▶ 提示文

((

仮 定 さ れ た 有 機 交 流 電 燈

歴史・文化・環境をめぐる学術的話題から、映画やゲームについての無節操な評論まで、心象スケッチを連ねてゆきます。

神話を歴史学の対象として扱うこと

2009-11-25 13:15:20 | 議論の豹韜
11月の月末は忙しい。土日は推薦入試などの関係で出勤となるし、勤労感謝の日も普通に授業日だ。学会なども入ってきてまったく休みがない。それなりに生活は充実しているのだが…。

))

▶ 所与データ
((

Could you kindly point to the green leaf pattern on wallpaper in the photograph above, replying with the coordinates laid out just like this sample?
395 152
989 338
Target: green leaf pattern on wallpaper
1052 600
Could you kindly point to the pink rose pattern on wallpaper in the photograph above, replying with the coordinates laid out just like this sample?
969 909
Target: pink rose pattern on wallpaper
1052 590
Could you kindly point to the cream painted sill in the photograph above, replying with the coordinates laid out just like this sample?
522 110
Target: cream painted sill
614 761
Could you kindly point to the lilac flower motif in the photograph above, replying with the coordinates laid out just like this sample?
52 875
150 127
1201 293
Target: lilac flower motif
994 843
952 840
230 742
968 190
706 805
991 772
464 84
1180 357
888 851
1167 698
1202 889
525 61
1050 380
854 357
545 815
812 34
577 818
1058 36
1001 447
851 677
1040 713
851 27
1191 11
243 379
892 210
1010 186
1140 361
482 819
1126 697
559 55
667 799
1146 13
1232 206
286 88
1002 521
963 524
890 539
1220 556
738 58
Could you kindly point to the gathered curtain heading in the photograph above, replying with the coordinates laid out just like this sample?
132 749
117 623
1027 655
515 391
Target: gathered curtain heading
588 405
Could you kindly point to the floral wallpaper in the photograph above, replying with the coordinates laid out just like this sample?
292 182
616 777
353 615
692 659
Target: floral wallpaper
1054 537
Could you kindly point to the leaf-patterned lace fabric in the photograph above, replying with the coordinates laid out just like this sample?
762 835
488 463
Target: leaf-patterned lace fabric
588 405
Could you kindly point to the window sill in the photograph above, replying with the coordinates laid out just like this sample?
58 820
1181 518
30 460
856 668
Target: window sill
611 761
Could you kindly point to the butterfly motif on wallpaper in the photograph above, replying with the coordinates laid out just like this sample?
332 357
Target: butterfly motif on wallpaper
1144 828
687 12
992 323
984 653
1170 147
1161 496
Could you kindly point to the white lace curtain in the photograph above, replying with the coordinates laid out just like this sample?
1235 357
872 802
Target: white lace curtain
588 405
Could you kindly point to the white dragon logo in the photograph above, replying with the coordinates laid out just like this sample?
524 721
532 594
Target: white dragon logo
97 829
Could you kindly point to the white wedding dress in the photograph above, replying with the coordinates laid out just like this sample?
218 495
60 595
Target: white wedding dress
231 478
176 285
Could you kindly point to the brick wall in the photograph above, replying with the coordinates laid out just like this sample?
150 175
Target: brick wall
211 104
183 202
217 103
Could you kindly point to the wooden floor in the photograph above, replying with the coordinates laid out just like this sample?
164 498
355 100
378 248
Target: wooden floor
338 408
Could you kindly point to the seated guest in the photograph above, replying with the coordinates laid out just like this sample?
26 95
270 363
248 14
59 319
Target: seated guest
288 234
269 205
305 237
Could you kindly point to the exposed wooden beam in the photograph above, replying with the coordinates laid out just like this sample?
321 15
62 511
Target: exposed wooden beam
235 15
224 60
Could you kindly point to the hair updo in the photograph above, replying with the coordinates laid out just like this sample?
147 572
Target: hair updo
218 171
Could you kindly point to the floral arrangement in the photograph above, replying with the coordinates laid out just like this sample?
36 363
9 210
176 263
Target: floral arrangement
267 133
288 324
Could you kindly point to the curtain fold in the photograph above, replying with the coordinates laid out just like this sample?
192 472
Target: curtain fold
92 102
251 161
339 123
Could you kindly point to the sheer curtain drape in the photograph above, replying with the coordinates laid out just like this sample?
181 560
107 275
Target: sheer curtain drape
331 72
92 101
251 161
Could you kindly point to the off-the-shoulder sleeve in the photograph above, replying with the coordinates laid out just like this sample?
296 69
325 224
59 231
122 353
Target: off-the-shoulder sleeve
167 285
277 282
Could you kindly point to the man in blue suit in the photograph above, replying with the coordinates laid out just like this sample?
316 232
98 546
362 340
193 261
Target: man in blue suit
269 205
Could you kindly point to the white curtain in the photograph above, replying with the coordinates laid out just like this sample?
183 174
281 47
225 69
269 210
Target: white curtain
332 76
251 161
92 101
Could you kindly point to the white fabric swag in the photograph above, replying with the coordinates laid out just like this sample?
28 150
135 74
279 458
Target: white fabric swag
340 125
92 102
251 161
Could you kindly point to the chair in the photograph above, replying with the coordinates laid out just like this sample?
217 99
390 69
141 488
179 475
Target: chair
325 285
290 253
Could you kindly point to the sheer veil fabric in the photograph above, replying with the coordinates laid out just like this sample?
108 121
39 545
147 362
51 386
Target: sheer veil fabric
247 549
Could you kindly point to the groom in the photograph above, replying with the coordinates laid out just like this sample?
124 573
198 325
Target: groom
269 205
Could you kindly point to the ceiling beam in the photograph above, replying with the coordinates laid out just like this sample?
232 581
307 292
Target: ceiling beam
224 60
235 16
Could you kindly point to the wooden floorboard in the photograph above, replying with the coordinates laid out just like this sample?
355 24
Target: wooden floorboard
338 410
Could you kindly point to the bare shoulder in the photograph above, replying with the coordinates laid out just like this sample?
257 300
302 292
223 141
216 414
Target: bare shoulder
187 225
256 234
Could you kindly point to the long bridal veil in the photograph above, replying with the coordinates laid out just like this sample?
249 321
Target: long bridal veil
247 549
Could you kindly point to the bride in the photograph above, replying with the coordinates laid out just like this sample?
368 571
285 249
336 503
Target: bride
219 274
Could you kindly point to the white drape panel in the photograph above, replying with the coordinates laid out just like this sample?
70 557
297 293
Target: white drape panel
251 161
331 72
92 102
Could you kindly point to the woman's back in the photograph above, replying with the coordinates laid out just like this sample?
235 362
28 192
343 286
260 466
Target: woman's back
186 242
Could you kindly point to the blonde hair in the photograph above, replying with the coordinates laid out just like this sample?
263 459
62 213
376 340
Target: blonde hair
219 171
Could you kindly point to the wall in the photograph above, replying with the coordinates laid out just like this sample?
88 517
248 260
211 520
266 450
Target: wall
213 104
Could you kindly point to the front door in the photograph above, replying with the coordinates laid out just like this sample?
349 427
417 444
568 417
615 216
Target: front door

))

▶ 課題の要件
**A.** 提示文のうち、「歴史・文化・環境をめぐる学術」で始まり「生活は充実しているのだが…。」で終わる部分を、一字一句違えずに書き写しなさい。
**B.** 提示文について、次の問いに答えなさい。
(i) 記事の表題は何か。
(ii) 記事に記された日付はいつか。
(iii) 勤労感謝の日は、筆者にとってどのような日だとされているか。
**C.** 神話を歴史学の対象として扱うことを論じた提示文を、最後の文の後から書き進めなさい。

▶ 最終結果
**A.**
歴史・文化・環境をめぐる学術的話題から、映画やゲームについての無節操な評論まで、心象スケッチを連ねてゆきます。

神話を歴史学の対象として扱うこと

2009-11-25 13:15:20 | 議論の豹韜
11月の月末は忙しい。土日は推薦入試などの関係で出勤となるし、勤労感謝の日も普通に授業日だ。学会なども入ってきてまったく休みがない。それなりに生活は充実しているのだが…。

**B.**
(i) 神話を歴史学の対象として扱うこと
(ii) 2009-11-25
(iii) 普通に授業日である。

**C.**
さて、学会で報告していること、現在原稿に書いていること以外で、授業準備を進めている間に気付くこと、発見することというのは実は非常に多い。最近では、院ゼミで『法苑珠林』を読み進めてゆくなかで、『捜神記』などに語られる蜀の化け物の話(例えば、猿のようで人間の女性を掠っていって子を産ませ、その子孫を名乗る氏族があるという「猳国」の話、虎に変身できるという民族 貙の話など)が、どうやら四川・雲南・貴州などの少数民族を、漢民族がオリエンタリズム的に表現したらしいことがみえてきた。事実、イ族などは虎トーテムである。貙とはそのままイ族を意味する可能性もある。また、これらの物語の文章表現は、柳田国男が『遠野物語』で強調した山男譚にも重なってくる。両者が直接的に繋がってくることはないかも知れないが(柳田が『捜神記』や『法苑珠林』をみて書いたなど)、アジア的オリエンタリズムというか、他者表象の創られ方の問題からするといろいろ興味深い。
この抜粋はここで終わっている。